**Tarefa proposta 1**
Reproduza, do texto sobre a eleição na Califórnia, o trecho que se inicia com as palavras "As primeiras horas" e se encerra em "devem ser contadas.".
**Tarefa proposta 2**
Com base no texto sobre a eleição na Califórnia, responda:
(a) Em que ano Newsom assumiu a prefeitura de San Francisco?
(b) Em que área Elder se formou?
(c) Quantos eleitores receberam cédulas pelo correio?
**Tarefa proposta 3**
Dê continuidade ao texto sobre a eleição na Califórnia a partir do ponto em que ele termina.

**Texto de referência**
▽
Além do presidente, outras figuras de peso, como a vice Kamala Harris, o ex-presidente Barack Obama e o senador independente Bernie Sanders, também deram apoio público ao democrata.

Newsom, 53, jogou beisebol na juventude, o que lhe ajudou a conseguir uma bolsa para estudar ciência política na universidade. Nos anos 1990, ele abriu uma vinícola em Oakland, além de outros negócios nas áreas de hotelaria e restaurantes. Na mesma época, entrou na política. Em 2004, aos 36 anos, assumiu a prefeitura de San Francisco, cargo no qual ficou até 2011. Depois, se tornou vice-governador por dois mandatos e, em 2018, foi eleito para comandar o estado. Ele defende ideias progressistas, como os direitos LGBT, os direitos dos imigrantes e mais acesso à saúde e moradia.

Nos anos 1990, enquanto Newsom investia em vinhos, Elder, 69, dava início à sua trajetória na TV e no rádio. Formado em direito, ele se tornou produtor e apresentador de programas políticos com conteúdo conservador e de direita. Nos últimos anos, tem sido um apoiador fervoroso de Trump. "A eleição de 2016 foi uma intervenção divina. Foi um milagre. Ele [Trump] é quase um enviado de Deus", afirmou, em 2019.

As primeiras horas de votação nesta terça ocorreram de modo tranquilo. Em Los Angeles, os transportes públicos, incluindo o empréstimo de bicicletas, estão com tarifa grátis, para facilitar os deslocamentos e estimular mais gente a ir votar.

As urnas fecham às 20h (meia-noite em Brasília), e uma parcial dos votos enviados antecipadamente pelo correio deve ser divulgada logo depois desse prazo. Todos os 22 milhões de eleitores receberam cédulas pelo correio, e ao menos 8,7 milhões deles haviam enviado seus votos desta forma até a noite de segunda.

O resultado final, no entanto, deve levar dias. As regras atuais determinam que cédulas que chegarem pelo correio até três dias depois da data do pleito devem ser contadas.

Outro ponto que deu peso à disputa é que o governador tem o poder de nomear um novo senador caso uma das vagas do estado fique em aberto. Uma das parlamentares da Califórnia, a democrata Dianne Feinstein, tem 88 anos. Se ela deixar o cargo e um governador republicano estiver no poder, ele poderia indicar um nome do partido, que, assim, passaria a ter maioria no Senado, hoje dividido entre 50 democratas e 50 republicanos —o desempate é da vice-presidente, Kamala.
△
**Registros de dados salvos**
▽
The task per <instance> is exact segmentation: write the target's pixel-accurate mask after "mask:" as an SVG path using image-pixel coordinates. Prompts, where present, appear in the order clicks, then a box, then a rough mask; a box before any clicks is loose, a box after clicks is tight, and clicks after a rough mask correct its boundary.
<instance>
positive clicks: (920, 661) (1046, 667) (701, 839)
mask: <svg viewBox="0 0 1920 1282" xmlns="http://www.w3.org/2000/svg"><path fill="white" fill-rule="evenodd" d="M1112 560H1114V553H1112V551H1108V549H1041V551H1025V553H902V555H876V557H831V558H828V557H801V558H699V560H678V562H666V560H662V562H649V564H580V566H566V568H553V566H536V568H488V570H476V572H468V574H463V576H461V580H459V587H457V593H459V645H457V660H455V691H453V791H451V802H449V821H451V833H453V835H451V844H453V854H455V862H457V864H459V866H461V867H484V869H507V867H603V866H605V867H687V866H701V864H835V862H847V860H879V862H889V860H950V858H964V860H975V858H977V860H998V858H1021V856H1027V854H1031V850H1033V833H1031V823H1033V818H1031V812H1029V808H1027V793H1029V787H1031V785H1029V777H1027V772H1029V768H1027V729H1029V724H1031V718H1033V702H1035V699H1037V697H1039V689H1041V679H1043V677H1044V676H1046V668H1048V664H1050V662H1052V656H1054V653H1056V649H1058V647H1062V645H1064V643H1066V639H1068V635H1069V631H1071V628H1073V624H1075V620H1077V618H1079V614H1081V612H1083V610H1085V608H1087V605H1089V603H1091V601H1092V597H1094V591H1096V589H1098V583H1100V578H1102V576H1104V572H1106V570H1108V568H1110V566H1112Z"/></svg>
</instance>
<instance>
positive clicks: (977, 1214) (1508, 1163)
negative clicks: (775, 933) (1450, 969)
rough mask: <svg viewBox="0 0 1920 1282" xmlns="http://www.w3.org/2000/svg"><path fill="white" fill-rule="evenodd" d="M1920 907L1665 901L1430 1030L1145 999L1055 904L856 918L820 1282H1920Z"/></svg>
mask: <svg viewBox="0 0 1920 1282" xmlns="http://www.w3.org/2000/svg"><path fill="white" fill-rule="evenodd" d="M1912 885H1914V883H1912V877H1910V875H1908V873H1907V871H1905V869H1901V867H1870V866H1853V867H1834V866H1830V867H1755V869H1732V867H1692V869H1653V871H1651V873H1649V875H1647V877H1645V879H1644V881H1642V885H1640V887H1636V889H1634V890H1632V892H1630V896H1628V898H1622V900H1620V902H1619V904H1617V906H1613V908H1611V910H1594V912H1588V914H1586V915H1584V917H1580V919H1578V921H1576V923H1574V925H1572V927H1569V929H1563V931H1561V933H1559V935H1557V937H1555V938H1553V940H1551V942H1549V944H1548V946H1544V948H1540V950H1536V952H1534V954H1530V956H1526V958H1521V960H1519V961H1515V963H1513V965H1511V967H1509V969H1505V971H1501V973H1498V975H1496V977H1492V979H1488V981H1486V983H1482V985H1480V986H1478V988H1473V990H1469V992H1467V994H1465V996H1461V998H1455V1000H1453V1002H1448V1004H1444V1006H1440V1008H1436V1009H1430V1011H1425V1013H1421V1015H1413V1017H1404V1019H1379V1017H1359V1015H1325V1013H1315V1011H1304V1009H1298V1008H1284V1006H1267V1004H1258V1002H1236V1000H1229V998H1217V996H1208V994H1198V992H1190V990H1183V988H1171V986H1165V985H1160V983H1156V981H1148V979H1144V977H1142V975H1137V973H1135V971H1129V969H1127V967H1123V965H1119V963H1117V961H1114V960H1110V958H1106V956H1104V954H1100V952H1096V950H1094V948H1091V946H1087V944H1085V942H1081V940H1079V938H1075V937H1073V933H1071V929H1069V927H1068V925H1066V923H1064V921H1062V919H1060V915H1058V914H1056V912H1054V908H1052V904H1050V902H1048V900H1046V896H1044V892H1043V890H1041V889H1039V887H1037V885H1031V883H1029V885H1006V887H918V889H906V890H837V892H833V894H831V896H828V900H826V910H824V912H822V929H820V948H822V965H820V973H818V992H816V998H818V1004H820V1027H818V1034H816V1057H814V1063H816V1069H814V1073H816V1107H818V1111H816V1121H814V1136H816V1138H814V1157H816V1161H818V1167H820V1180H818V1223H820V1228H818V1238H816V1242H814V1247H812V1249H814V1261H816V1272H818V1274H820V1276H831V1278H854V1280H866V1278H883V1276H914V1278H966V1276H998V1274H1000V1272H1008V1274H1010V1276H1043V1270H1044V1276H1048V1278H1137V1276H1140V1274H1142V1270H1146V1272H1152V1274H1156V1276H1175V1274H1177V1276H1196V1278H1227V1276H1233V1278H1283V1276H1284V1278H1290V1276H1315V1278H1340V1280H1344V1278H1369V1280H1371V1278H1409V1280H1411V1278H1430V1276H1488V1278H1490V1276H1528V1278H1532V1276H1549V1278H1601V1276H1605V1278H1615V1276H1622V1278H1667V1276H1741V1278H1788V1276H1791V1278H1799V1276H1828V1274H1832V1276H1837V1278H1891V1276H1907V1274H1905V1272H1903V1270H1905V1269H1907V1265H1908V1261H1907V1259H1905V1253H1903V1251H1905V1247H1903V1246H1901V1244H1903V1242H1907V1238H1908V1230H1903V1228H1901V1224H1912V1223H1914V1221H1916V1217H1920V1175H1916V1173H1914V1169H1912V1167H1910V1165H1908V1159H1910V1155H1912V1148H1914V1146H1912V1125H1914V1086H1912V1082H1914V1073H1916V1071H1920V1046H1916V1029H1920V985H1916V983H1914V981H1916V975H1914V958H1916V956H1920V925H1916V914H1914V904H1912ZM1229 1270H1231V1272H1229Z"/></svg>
△
**Resposta do exercício 1**
As primeiras horas de votação nesta terça ocorreram de modo tranquilo. Em Los Angeles, os transportes públicos, incluindo o empréstimo de bicicletas, estão com tarifa grátis, para facilitar os deslocamentos e estimular mais gente a ir votar.

As urnas fecham às 20h (meia-noite em Brasília), e uma parcial dos votos enviados antecipadamente pelo correio deve ser divulgada logo depois desse prazo. Todos os 22 milhões de eleitores receberam cédulas pelo correio, e ao menos 8,7 milhões deles haviam enviado seus votos desta forma até a noite de segunda.

O resultado final, no entanto, deve levar dias. As regras atuais determinam que cédulas que chegarem pelo correio até três dias depois da data do pleito devem ser contadas.

**Resposta do exercício 2**
(a) Em 2004.
(b) Em direito.
(c) Todos os 22 milhões de eleitores.

**Resposta do exercício 3**
Na Califórnia, 44% dos eleitores registrados se declararam democratas, 35% disseram ter afinidade com os republicanos e 23% não informaram preferência ao se cadastrarem. Ao todo, 30% dos eleitores têm origem latina, uma fatia que se afastou dos republicanos em razão do discurso anti-imigração. Assim, sem grandes chances de vitória, poucos membros de peso da legenda fizeram campanha no estado, mas os que foram adotaram táticas trumpistas, como questionar o sistema de votação. Elder, por exemplo, recusou-se a dizer se aceitará o resultado.

A esperança republicana é que os democratas deixem de comparecer às urnas. Assim, a votação na Califórnia serve para aferir se a aversão ao trumpismo segue capaz de mobilizar os rivais, como ocorreu em 2020.

Newsom tem mandato até janeiro de 2023 e, mesmo que vença agora, terá de disputar a reeleição normalmente no ano que vem. Uma vitória no recall por vantagem pequena pode indicar perda de força para disputar um novo mandato. Uma diferença expressiva, por outro lado, terá um bom impulso para 2022, inclusive para disputar cargos federais.

Caso a remoção do democrata seja aprovada, o novo governador eleito tomará posse daqui a 38 dias e ficará no cargo até o fim do mandato atual, e terá pouco mais de um ano no poder.

Votações de recall são comuns na Califórnia, mas até hoje apenas uma vez um governador perdeu o cargo dessa forma. Em 2003, o democrata Gray Davis deu lugar ao republicano Arnold Schwarzenegger. O ator foi reeleito depois, em 2006, e ficou no poder até 2011. Schwarzenegger não disputou outros cargos desde então, mas segue próximo da política: se tornou crítico de Trump e defensor do combate às mudanças climáticas.